WORK TO DO: Copy exactly the lines of the records below, starting at the line that contains "Find every instance of the finger" and continuing through the last line, both included; omit any pictures.
•••
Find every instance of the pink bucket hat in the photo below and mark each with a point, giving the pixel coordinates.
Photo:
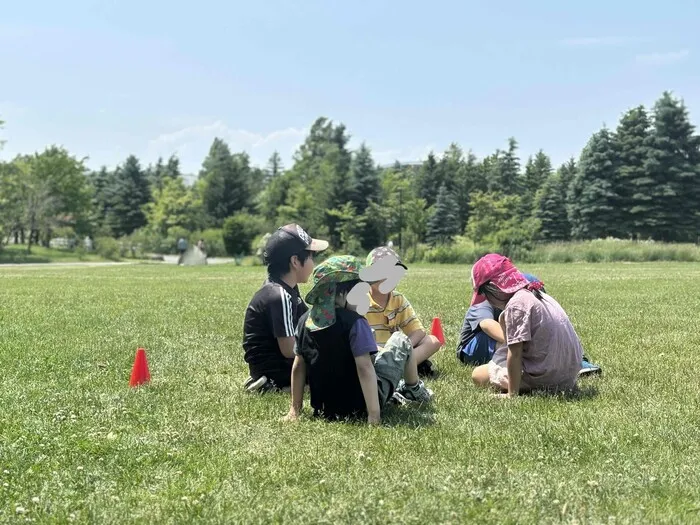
(499, 270)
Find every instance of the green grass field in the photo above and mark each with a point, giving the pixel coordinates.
(76, 444)
(17, 254)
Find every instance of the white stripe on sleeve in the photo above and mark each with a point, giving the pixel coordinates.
(287, 313)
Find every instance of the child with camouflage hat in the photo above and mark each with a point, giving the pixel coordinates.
(347, 375)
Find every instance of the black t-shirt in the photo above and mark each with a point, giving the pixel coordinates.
(334, 385)
(273, 312)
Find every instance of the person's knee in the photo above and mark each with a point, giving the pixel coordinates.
(433, 343)
(399, 340)
(480, 375)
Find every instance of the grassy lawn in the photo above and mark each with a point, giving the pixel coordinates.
(17, 254)
(77, 444)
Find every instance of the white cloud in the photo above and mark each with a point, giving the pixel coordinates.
(597, 41)
(191, 144)
(10, 109)
(662, 59)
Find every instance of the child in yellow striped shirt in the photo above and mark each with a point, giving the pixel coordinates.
(390, 311)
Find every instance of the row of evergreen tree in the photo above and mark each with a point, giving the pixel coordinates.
(640, 180)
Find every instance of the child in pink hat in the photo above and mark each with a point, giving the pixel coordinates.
(542, 350)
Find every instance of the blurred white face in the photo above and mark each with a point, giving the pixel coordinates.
(358, 298)
(386, 272)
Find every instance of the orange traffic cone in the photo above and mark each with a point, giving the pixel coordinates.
(139, 372)
(436, 330)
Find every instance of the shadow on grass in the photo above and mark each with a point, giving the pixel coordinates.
(580, 393)
(412, 416)
(21, 258)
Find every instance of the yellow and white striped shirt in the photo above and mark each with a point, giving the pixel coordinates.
(397, 315)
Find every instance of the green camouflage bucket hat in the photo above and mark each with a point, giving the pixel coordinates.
(334, 270)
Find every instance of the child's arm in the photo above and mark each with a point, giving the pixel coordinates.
(514, 362)
(298, 380)
(493, 329)
(368, 382)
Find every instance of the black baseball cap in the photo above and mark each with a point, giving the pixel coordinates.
(290, 240)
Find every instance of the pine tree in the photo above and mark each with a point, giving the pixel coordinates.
(225, 182)
(509, 170)
(632, 139)
(550, 208)
(274, 168)
(673, 164)
(537, 171)
(444, 224)
(595, 202)
(426, 179)
(364, 180)
(470, 178)
(126, 197)
(172, 169)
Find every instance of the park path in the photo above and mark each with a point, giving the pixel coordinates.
(167, 259)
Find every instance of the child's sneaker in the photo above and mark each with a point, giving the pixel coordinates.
(417, 392)
(588, 368)
(260, 385)
(427, 369)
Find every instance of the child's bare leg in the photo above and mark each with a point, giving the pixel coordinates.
(427, 347)
(480, 376)
(410, 371)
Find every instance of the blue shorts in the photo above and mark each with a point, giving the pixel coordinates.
(478, 351)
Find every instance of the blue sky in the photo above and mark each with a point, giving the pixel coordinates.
(110, 78)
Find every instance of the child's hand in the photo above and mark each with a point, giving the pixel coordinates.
(293, 415)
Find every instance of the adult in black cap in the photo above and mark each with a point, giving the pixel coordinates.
(273, 312)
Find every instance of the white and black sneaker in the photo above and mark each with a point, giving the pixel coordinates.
(260, 385)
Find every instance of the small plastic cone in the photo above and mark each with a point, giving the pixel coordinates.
(139, 372)
(436, 330)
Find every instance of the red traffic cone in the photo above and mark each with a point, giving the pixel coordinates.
(139, 372)
(436, 330)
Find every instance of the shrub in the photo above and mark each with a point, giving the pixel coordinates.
(213, 241)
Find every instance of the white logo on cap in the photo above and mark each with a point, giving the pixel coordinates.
(303, 235)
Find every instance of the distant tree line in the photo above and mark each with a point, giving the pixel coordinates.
(638, 181)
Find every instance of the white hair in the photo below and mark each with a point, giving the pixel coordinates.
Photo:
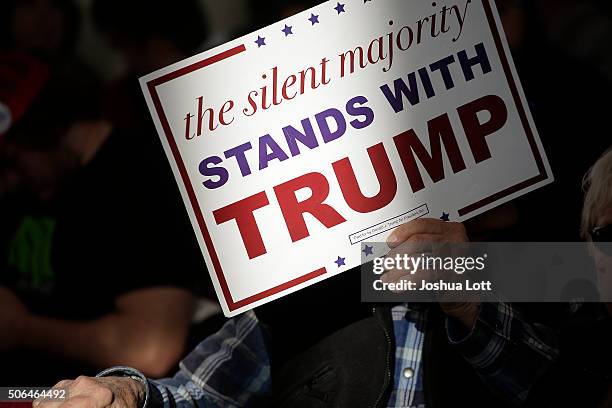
(597, 186)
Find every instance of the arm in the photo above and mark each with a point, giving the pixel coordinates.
(148, 331)
(509, 353)
(229, 369)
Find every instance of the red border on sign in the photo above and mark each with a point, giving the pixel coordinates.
(152, 87)
(524, 121)
(233, 305)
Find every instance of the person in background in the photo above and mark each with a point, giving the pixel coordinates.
(166, 35)
(521, 363)
(93, 269)
(36, 37)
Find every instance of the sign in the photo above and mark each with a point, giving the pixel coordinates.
(293, 144)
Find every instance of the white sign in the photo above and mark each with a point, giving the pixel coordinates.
(294, 144)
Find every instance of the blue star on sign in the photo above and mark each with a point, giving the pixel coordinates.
(287, 30)
(340, 261)
(260, 41)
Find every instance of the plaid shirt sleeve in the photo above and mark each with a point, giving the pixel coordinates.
(228, 369)
(507, 352)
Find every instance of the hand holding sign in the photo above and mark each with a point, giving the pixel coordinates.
(291, 146)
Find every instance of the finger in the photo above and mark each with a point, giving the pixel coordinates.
(421, 226)
(42, 403)
(80, 401)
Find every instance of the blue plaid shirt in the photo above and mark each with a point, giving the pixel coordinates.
(231, 368)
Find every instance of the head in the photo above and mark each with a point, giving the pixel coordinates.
(151, 34)
(46, 28)
(597, 218)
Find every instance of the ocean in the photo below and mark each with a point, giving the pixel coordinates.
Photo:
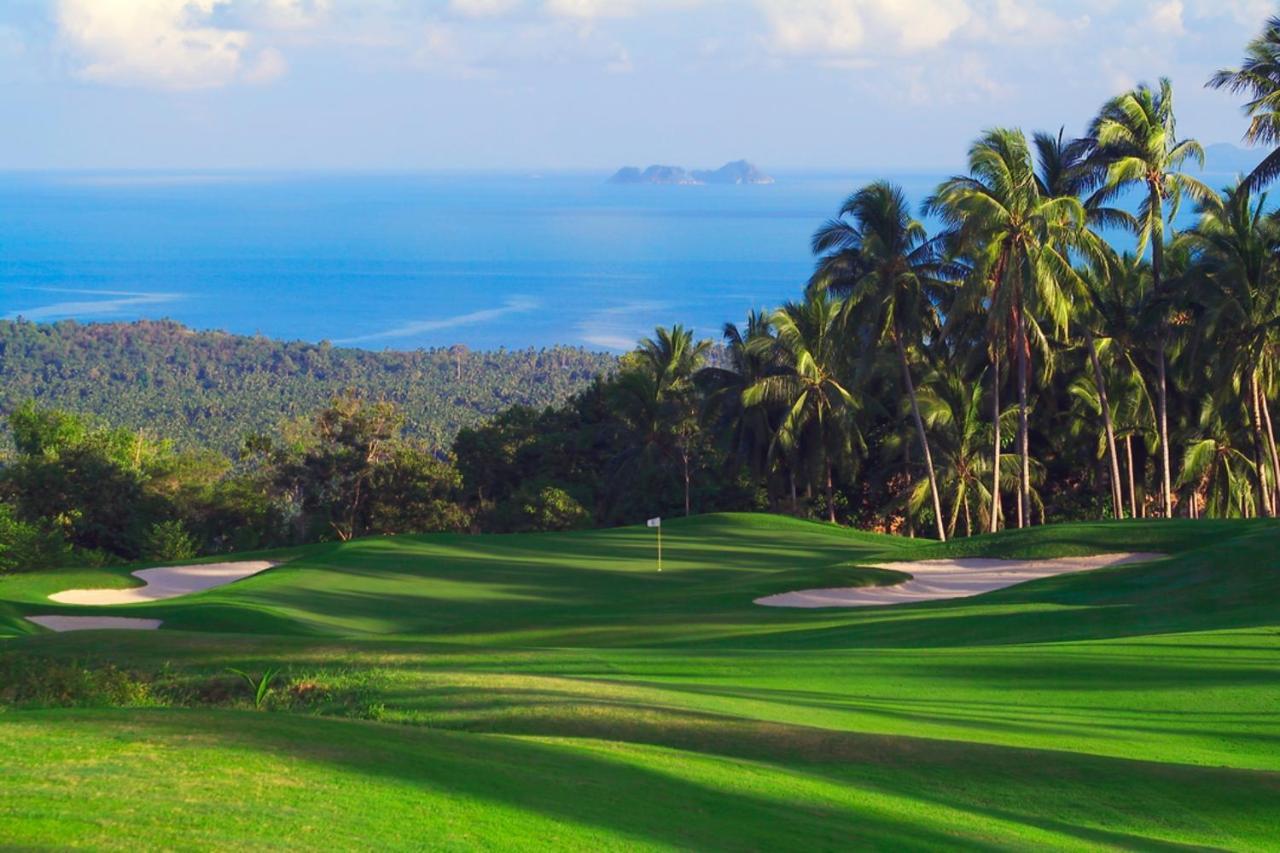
(406, 261)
•••
SOLVED PROBLEM:
Find every instance of the finger in the photo above and mark each with a point, giving the pixel coordinates.
(421, 226)
(42, 403)
(80, 401)
Find every instance of the blue plaid shirt in the photo above and mark each with a point, giving the pixel coordinates.
(231, 368)
Find every instance of the head in the photo above and mark each with a point, giving the pixel coordinates.
(151, 34)
(46, 28)
(597, 218)
Find every instance of the ocean in the photo below and mark each with a point, giving the pixel coordinates.
Photo:
(406, 261)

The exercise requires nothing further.